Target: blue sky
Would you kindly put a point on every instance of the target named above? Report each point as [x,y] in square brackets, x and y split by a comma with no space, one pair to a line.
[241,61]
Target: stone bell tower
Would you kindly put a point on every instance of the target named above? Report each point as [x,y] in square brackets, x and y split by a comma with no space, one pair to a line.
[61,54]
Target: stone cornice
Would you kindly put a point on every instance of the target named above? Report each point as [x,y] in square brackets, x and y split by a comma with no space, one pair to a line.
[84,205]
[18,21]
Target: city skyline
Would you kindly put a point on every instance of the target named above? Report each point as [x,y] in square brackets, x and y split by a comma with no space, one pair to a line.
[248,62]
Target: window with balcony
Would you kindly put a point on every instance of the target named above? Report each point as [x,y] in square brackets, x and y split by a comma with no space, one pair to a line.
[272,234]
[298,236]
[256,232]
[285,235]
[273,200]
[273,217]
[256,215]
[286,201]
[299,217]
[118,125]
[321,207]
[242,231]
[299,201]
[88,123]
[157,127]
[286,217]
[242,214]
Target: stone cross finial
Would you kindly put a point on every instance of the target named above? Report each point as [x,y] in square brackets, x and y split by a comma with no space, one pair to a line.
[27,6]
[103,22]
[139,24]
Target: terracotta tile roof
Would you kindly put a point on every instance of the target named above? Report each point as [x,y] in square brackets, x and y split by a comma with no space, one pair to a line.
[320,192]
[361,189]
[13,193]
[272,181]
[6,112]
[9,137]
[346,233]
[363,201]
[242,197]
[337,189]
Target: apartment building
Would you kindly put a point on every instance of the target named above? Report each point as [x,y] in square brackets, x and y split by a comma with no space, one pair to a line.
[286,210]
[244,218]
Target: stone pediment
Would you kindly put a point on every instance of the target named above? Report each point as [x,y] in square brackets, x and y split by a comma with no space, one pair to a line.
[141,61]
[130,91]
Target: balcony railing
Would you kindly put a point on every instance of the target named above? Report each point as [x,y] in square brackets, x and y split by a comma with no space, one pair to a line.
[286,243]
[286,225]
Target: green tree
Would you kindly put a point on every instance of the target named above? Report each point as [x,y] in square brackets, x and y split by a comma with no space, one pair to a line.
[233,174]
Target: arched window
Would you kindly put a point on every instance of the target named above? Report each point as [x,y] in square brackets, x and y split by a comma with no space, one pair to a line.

Directions for this task:
Present every line of the data above as a numbered list, omitting blank lines.

Answer:
1. Target: blue sky
2. Would you kindly put a point on every instance of the target named above? Report each point as [x,y] in square brackets, x and y split by a comma with no space, one pair to a line.
3. [241,61]
4. Target: stone bell tower
5. Would you kindly put a point on every instance of the target named above? Report each point as [x,y] in square brackets, x and y split by a comma with no space, one pair to a line.
6. [61,54]
7. Target: stone cornice
8. Would you kindly put a point on every instance of the target named above? Report each point as [x,y] in square brackets, x and y split by a comma with no space, one pair to a line.
9. [84,205]
10. [18,21]
11. Target: city skyline
12. Would you kindly put a point on every instance of the target named above? Report each point as [x,y] in square brackets, x and y split by a comma with no space, one pair to a line.
13. [248,62]
14. Target: window with balcony
15. Would you kindly put a point on every instance of the target named above? Report each point as [x,y] in square brackets, x and y split by a comma with no space, one pair to a line.
16. [272,234]
17. [298,236]
18. [256,232]
19. [285,235]
20. [273,200]
21. [273,217]
22. [256,215]
23. [286,201]
24. [299,217]
25. [118,125]
26. [321,207]
27. [242,231]
28. [299,201]
29. [88,123]
30. [157,127]
31. [286,217]
32. [242,214]
33. Target: stone cross finial
34. Would you kindly put a point on every instance of the target named above? Report each point as [x,y] in square brackets, x and y split by a comma with no space, one pair to a line.
35. [27,6]
36. [103,22]
37. [139,24]
38. Target: terracotta tile roof
39. Would you kindly put a point on every instance of the target named above? Report each point as [x,y] in square brackets, x and y split by a comma with no space, one pair to a line.
40. [320,192]
41. [361,189]
42. [13,193]
43. [272,181]
44. [6,112]
45. [9,137]
46. [346,233]
47. [363,201]
48. [242,197]
49. [337,189]
50. Target: apartment building
51. Would you kindly put a point on every instance of the target named above? Report each point as [x,y] in square brackets, x and y split by a comma with no space, one pair to a line.
52. [286,210]
53. [244,218]
54. Target: stone pediment
55. Would you kindly put a point on every instance of the target named above? Report each point as [x,y] in square brackets, x and y split by a comma with no space, one pair to a line.
56. [141,61]
57. [130,91]
58. Target: balcony railing
59. Would you kindly put a point on every instance of the target named above? Report each point as [x,y] in square brackets, x and y split by a comma with no space, one pair to a line.
60. [286,243]
61. [286,225]
62. Target: green tree
63. Would you kindly put a point on every instance of the target named above? Report each point as [x,y] in square brackets, x and y split by a comma with no space, one pair to a line.
64. [233,174]
65. Target: arched window
66. Would you kindly put a point on every instance of the target named above? Report each point as [x,y] in square brackets, x and y split by a comma with no space, one pair to a line.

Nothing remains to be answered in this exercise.